▶ _Exercises to complete_
• a. According to the text on the Santenay family domaine, in what year did the domaine move into part of Vincent Girardin's old premises?
• b. Extend the text on the Santenay family domaine, beginning after its final sentence.

* start Quoted text *

This family domaine was founded in the 1960s and used to be based in Santenay-le-Haut, but moved in 2007 into part of the old premises of Vincent Girardin. These ‘new’ premises had lain empty between 2002 and 2007 in Santenay-le-Bas – just a few metres down the Chassagne road from Santenay’s main square. The extra space enabled Antoine Olivier to change how we worked, because due to lack of space in Santenay-le-Haut he had to bottle his whites before the next harvest, now they can have a full eighteen months, if he wants.
Selling through wine-fairs since 1983, “it’s so last century!” jokes Antoine, means that more than 50% of sales remain in France – mainly to private customers but the number of cavistes and agents are expanding. The wine-fairs was actually my introduction to the domaine; I bought some 2002 Beaurepaire, but last touch with my plan to make a follow-up visit, at least until another fair where I bought some 2008s – then I remembered!

* end Quoted text *
* start Raw data *

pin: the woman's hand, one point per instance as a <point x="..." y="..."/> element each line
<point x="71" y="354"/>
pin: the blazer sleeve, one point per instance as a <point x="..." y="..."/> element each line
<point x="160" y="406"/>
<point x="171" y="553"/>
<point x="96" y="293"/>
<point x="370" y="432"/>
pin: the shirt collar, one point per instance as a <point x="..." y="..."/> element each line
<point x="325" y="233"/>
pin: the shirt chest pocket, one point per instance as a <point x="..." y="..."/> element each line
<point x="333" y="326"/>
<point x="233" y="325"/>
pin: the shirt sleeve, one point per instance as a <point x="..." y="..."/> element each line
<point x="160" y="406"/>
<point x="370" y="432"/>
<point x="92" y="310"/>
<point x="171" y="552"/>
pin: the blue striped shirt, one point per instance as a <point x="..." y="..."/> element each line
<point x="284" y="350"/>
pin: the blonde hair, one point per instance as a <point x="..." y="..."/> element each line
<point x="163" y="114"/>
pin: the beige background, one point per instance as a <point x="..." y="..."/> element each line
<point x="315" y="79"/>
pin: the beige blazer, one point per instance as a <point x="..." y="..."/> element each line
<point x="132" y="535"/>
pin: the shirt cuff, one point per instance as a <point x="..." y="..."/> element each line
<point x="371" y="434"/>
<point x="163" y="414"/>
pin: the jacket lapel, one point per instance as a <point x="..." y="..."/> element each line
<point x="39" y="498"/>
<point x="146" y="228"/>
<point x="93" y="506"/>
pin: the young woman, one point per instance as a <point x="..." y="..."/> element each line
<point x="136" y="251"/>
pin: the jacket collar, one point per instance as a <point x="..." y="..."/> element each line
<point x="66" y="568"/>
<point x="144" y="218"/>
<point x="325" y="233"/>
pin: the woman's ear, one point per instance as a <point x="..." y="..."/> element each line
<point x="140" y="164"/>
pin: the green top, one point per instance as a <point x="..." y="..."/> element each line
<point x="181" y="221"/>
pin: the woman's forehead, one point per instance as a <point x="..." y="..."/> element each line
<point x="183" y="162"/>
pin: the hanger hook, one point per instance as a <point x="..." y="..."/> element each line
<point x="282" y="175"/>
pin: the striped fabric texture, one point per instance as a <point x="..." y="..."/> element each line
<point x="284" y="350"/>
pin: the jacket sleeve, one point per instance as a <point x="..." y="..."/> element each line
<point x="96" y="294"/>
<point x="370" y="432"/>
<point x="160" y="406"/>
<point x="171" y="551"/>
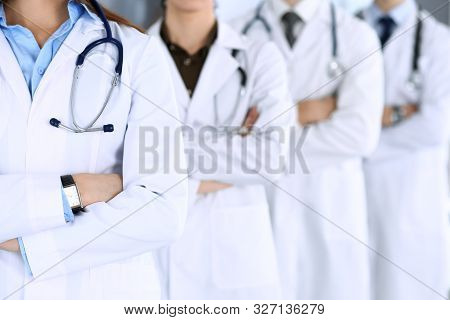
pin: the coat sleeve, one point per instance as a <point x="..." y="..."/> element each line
<point x="353" y="129"/>
<point x="151" y="211"/>
<point x="30" y="204"/>
<point x="252" y="159"/>
<point x="430" y="126"/>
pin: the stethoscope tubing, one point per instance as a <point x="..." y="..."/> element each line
<point x="108" y="39"/>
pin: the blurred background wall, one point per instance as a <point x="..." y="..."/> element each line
<point x="144" y="12"/>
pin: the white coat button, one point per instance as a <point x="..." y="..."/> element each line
<point x="187" y="62"/>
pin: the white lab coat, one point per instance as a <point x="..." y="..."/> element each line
<point x="227" y="249"/>
<point x="319" y="212"/>
<point x="107" y="252"/>
<point x="407" y="176"/>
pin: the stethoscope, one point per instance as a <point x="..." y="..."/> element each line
<point x="414" y="81"/>
<point x="335" y="68"/>
<point x="224" y="126"/>
<point x="78" y="67"/>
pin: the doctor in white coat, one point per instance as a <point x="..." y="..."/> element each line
<point x="106" y="251"/>
<point x="407" y="176"/>
<point x="222" y="79"/>
<point x="319" y="208"/>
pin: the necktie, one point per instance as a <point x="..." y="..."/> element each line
<point x="387" y="25"/>
<point x="290" y="20"/>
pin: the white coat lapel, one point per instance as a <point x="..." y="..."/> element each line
<point x="319" y="24"/>
<point x="181" y="92"/>
<point x="13" y="74"/>
<point x="219" y="67"/>
<point x="79" y="38"/>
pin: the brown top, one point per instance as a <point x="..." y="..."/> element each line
<point x="189" y="66"/>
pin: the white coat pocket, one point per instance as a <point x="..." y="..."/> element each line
<point x="243" y="253"/>
<point x="5" y="112"/>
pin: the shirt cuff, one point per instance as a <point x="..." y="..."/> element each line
<point x="68" y="213"/>
<point x="24" y="257"/>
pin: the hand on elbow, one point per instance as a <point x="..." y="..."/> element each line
<point x="10" y="245"/>
<point x="315" y="111"/>
<point x="395" y="115"/>
<point x="212" y="186"/>
<point x="96" y="188"/>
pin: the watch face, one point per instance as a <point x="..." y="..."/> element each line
<point x="72" y="196"/>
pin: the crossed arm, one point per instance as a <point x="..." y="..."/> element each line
<point x="93" y="188"/>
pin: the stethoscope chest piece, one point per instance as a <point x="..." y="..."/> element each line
<point x="108" y="39"/>
<point x="335" y="69"/>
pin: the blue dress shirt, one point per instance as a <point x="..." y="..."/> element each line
<point x="34" y="61"/>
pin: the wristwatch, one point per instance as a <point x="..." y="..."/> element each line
<point x="397" y="115"/>
<point x="73" y="195"/>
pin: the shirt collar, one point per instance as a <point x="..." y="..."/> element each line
<point x="212" y="37"/>
<point x="76" y="10"/>
<point x="305" y="9"/>
<point x="399" y="13"/>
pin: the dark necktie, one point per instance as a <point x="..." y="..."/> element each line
<point x="290" y="20"/>
<point x="387" y="25"/>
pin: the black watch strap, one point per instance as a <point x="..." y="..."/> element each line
<point x="68" y="182"/>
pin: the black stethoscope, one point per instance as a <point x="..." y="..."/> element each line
<point x="78" y="67"/>
<point x="335" y="68"/>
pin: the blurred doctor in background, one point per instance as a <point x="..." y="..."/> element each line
<point x="222" y="80"/>
<point x="407" y="176"/>
<point x="336" y="79"/>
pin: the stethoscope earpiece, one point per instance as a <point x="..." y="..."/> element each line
<point x="78" y="66"/>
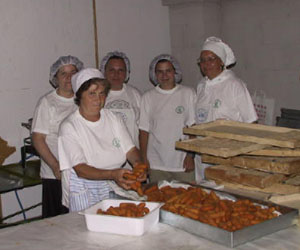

* end Raw data *

▶ _Task-by-task outputs_
• a. 2007

• b.
When Antoine started working with his father and sister the domaine was over 16 hectares, but only about 50% was commercialised – roughly 45 thousand bottles – because the balance was sold to the négoce. When his father retired the domaine was split between him and his sister so he was working just over 8 hectares but commercializing all. In 2005 with his wife he decided to start a négoce operation, their objective was to reach 100k production (bottles); the market between 2006-2008 was favourable and receptive to their wines, but in January 2009 everything stopped – “that January we sold only 600 bottles in the whole month compared to 10-12 thousand per month at the end of 2008.” This was when the cuvée ‘Temps du C(e)rises’ first saw light – not just a play on words, but a great bottle in its own right. Last year the domaine commercialised 120 thousand bottles.
As you can see above, Antione was part of a witty troop of Burgundians – with beards – who descended on the Bordeaux wine fair this year – selling sand to the arabs 😉 You may also recognise Thibault Marion in the picture.
The domaine’s production is currently equally split between red and white wine, but having just planted new vines, the split will be more like 60:40 (white:red) by 2016. Antoine has just rented a relatively large vineyard in Rully – 1.3 hectares which will be for whites. Antoine smiles; “I’m drinking more red wines but I like to produce whites!” Producing about 40k bottles, Antoine is actually the largest producer of Santenay Blanc. He loves his whites after 10-12 years, much preferring them to young bottles – so far he’s had no bad experiences keeping those bottles.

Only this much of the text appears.